--- Start of Extracted information ---
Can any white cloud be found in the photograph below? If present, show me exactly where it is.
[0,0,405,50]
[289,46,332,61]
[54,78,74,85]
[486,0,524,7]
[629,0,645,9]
--- End of Extracted information ---
Exercise details: Render every line of the listing above as a numbered list, skipping any blank lines.

Response below:
1. Can any white cloud be found in the photograph below? If present, show me exactly where it is.
2. [0,0,405,50]
3. [289,46,332,61]
4. [54,78,74,85]
5. [486,0,524,7]
6. [629,0,645,9]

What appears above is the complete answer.